Auch die in weiten Teilen extremistische sogenannte Neue Rechte versuche fortwährend, durch einen intellektuellen Anstrich ihr rechtsextremistisches Gedankengut in den öffentlichen Diskurs einzubringen und die Grenzen des Sagbaren zu verschieben. Daher hat der Verfassungsschutzbericht 2020 dem gefährlichen Phänomen der Neuen Rechten auch erstmals ein eigenes Unterkapitel gewidmet.

Das Personenpotenzial im Rechtsextremismus ist erneut leicht angestiegen und liegt nun bei über 33.000 Personen – über 13.000 davon sind gewaltorientiert. Auch die rechtsextremistischen Straftaten sind erneut um etwa 5 Prozent angestiegen. "Besonders besorgt mich dabei der Anstieg rechtsextremistischer Gewalttaten um etwa 10 Prozent", erklärte der Bundesinnenminister. "Trauriger Tiefpunkt war hier der rassistisch motivierte Anschlag von Hanau."

IHRE AUFGABE: Schreiben Sie den Textauszug über Rechtsextremismus vollständig und wortgetreu ab. Stützen Sie sich ausschließlich auf den Textauszug.

ERFASSTE ANGABEN:
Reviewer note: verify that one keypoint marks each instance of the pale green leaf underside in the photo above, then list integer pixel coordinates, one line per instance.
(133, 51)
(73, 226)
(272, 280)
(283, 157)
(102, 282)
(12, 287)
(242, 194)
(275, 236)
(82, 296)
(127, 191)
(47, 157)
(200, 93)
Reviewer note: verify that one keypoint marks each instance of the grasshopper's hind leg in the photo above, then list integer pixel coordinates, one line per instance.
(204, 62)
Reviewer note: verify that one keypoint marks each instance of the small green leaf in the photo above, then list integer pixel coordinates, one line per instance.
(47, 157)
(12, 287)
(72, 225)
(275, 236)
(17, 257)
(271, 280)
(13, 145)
---
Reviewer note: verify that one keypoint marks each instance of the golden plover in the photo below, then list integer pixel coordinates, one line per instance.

LÖSUNG DER AUFGABE:
Auch die in weiten Teilen extremistische sogenannte Neue Rechte versuche fortwährend, durch einen intellektuellen Anstrich ihr rechtsextremistisches Gedankengut in den öffentlichen Diskurs einzubringen und die Grenzen des Sagbaren zu verschieben. Daher hat der Verfassungsschutzbericht 2020 dem gefährlichen Phänomen der Neuen Rechten auch erstmals ein eigenes Unterkapitel gewidmet.

Das Personenpotenzial im Rechtsextremismus ist erneut leicht angestiegen und liegt nun bei über 33.000 Personen – über 13.000 davon sind gewaltorientiert. Auch die rechtsextremistischen Straftaten sind erneut um etwa 5 Prozent angestiegen. "Besonders besorgt mich dabei der Anstieg rechtsextremistischer Gewalttaten um etwa 10 Prozent", erklärte der Bundesinnenminister. "Trauriger Tiefpunkt war hier der rassistisch motivierte Anschlag von Hanau."